**About this exercise:** Line by line, the data below should be set down unchanged, with images excluded.

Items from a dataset
####################

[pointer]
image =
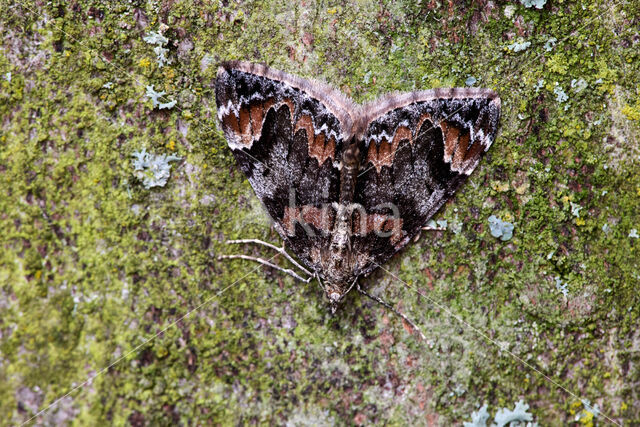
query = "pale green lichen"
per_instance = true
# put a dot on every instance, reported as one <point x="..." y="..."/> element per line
<point x="92" y="264"/>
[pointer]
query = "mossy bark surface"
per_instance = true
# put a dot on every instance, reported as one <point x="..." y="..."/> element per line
<point x="114" y="306"/>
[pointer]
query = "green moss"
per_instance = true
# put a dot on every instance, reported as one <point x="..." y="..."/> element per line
<point x="93" y="265"/>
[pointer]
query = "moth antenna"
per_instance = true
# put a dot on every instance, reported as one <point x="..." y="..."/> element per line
<point x="274" y="247"/>
<point x="390" y="307"/>
<point x="268" y="264"/>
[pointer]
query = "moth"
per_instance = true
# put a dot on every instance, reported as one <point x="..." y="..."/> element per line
<point x="347" y="185"/>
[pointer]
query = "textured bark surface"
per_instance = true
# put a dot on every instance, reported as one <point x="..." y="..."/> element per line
<point x="97" y="270"/>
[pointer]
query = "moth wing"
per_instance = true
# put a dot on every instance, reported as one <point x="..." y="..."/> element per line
<point x="287" y="135"/>
<point x="418" y="148"/>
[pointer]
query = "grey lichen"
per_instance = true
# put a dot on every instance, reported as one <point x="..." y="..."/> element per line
<point x="152" y="169"/>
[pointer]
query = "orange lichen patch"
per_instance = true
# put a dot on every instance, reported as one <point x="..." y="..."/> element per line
<point x="320" y="218"/>
<point x="245" y="125"/>
<point x="382" y="225"/>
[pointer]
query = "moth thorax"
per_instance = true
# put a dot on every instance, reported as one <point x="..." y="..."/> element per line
<point x="334" y="297"/>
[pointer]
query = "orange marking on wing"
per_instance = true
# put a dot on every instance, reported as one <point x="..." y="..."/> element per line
<point x="319" y="149"/>
<point x="461" y="152"/>
<point x="422" y="119"/>
<point x="257" y="115"/>
<point x="383" y="153"/>
<point x="450" y="135"/>
<point x="472" y="154"/>
<point x="289" y="104"/>
<point x="245" y="125"/>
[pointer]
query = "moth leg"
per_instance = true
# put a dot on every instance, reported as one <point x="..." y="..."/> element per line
<point x="269" y="264"/>
<point x="428" y="227"/>
<point x="274" y="247"/>
<point x="390" y="307"/>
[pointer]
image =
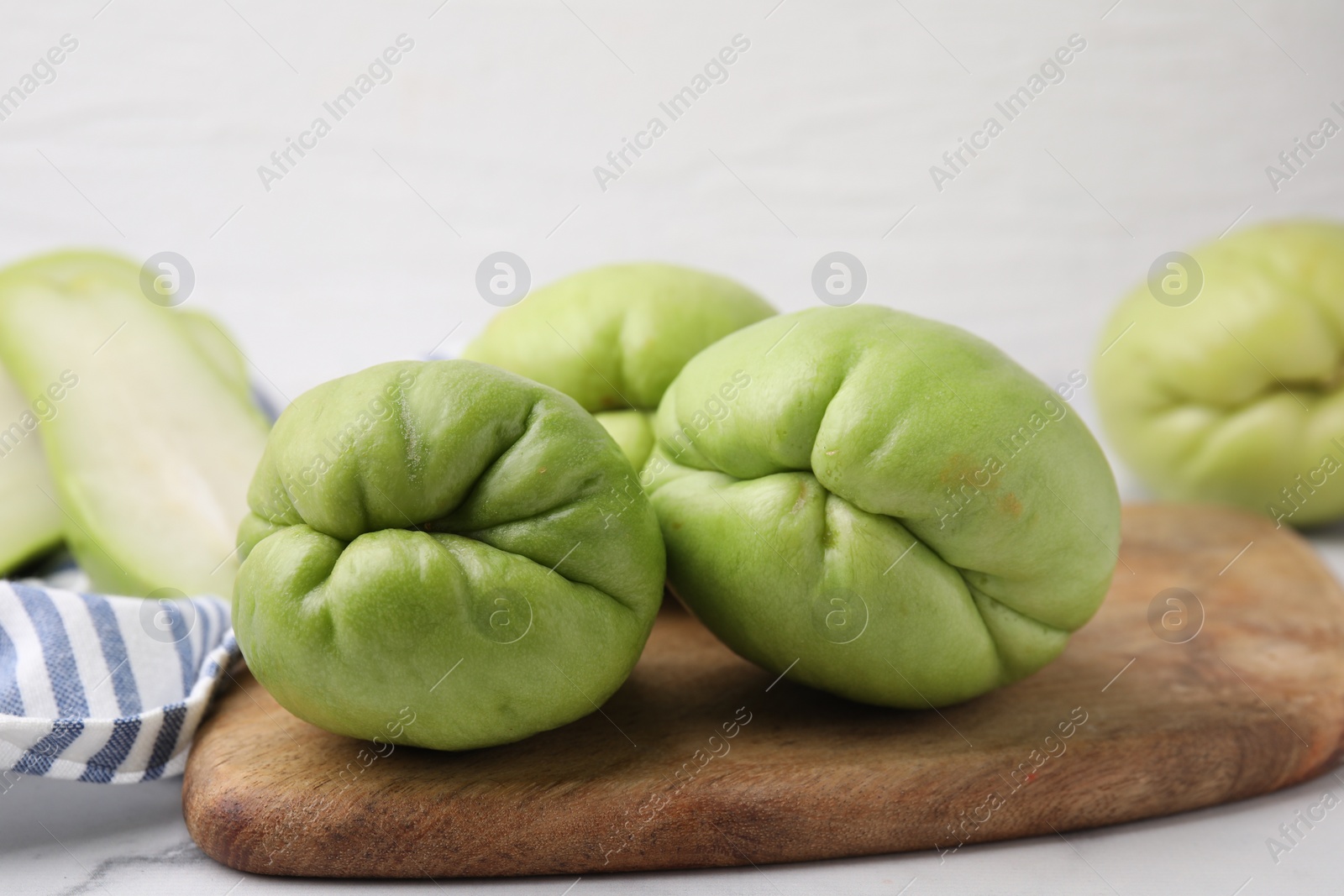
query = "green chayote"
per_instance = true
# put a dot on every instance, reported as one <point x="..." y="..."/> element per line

####################

**Problem solution:**
[pointer]
image =
query = "pale green lichen"
per_instance = true
# put a dot on every instance, reported as one <point x="..." y="..."/> element per line
<point x="92" y="264"/>
[pointer]
query = "mossy bark surface"
per_instance = true
# put a dot on every instance, reported as one <point x="..." y="..."/> element per line
<point x="114" y="306"/>
[pointer]
query = "green moss"
per_instance = true
# put a dot on every instance, reported as one <point x="..." y="..."/> element per line
<point x="93" y="265"/>
[pointer]
query = "moth antenna"
per_instance = true
# put a dot on every instance, reported as one <point x="..." y="..."/> element per line
<point x="274" y="247"/>
<point x="390" y="307"/>
<point x="268" y="264"/>
[pointer]
query = "moth"
per_instance = true
# put a dot on every instance, reported as one <point x="..." y="..."/> element per line
<point x="347" y="185"/>
[pointer]
query = "textured bark surface"
per_instance = true
# put a dot on every instance, reported as one <point x="..." y="..."/> element per line
<point x="97" y="270"/>
[pointer]
query = "moth wing"
per_instance = true
# put a dot on every instance, reported as one <point x="..." y="..."/> element per line
<point x="287" y="135"/>
<point x="418" y="148"/>
[pointer]
query = "grey lichen"
per_instance = true
# put a dot on every instance, reported as one <point x="..." y="..."/> element per line
<point x="152" y="169"/>
[pointer]
query = "orange lichen patch"
per_instance = true
# put a dot on every instance, reported as one <point x="..." y="..."/> element per line
<point x="320" y="218"/>
<point x="245" y="125"/>
<point x="382" y="225"/>
[pointer]
query = "moth thorax"
per_instance = true
# put a dot on every instance, reported as one <point x="..." y="..."/> element per line
<point x="334" y="297"/>
[pointer]
query = "orange marking on wing"
per_instance = true
# put a dot on every instance, reported as one <point x="..." y="..."/> element per line
<point x="319" y="149"/>
<point x="461" y="152"/>
<point x="422" y="119"/>
<point x="257" y="115"/>
<point x="383" y="153"/>
<point x="450" y="135"/>
<point x="472" y="154"/>
<point x="289" y="104"/>
<point x="245" y="125"/>
[pointer]
query = "moth leg"
per_instance = true
# put a dot on every instance, reported as one <point x="..." y="..."/> element per line
<point x="269" y="264"/>
<point x="428" y="227"/>
<point x="274" y="247"/>
<point x="390" y="307"/>
[pointer]
image =
query = "green chayote"
per_instance = true
# put a dot on every instance, reported as one <point x="..." y="..."/> element per line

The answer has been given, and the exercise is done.